Problem to solve:
Give back exactly the lines of the material below, starting with the line with "Category: red shirt in background" and going on through the line with "Category: white graphic on shirt".

Material provided:

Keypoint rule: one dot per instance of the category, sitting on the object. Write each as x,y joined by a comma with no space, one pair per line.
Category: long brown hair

--

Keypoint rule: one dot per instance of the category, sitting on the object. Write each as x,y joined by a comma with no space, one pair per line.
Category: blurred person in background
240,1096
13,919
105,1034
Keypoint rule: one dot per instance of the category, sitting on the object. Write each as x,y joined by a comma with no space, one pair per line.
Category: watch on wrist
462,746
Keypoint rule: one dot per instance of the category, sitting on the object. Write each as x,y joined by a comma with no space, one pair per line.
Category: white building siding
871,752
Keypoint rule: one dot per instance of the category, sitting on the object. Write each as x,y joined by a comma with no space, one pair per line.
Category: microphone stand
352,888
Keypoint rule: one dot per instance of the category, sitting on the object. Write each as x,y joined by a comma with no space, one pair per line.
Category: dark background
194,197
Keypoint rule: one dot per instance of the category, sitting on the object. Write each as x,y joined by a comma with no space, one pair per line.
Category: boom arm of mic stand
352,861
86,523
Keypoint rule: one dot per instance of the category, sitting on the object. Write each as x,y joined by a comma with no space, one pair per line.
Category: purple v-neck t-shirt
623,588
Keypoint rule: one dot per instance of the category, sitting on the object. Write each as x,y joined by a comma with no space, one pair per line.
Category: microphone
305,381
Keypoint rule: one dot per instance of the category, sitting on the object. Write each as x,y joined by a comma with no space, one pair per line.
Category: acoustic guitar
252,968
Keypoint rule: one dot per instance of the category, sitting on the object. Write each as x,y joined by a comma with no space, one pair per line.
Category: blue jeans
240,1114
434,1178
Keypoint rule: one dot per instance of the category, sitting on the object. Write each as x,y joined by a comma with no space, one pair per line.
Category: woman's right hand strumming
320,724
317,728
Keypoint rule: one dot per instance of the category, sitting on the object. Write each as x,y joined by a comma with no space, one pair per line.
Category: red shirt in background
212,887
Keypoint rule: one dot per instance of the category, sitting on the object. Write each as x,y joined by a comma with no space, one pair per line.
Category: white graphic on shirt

Exercise solution:
Category: red shirt in background
212,887
Keypoint rule: one dot per instance of the category, sitting on the object. Write each as x,y joined by a comma with no space, one pair per line.
Category: white graphic on shirt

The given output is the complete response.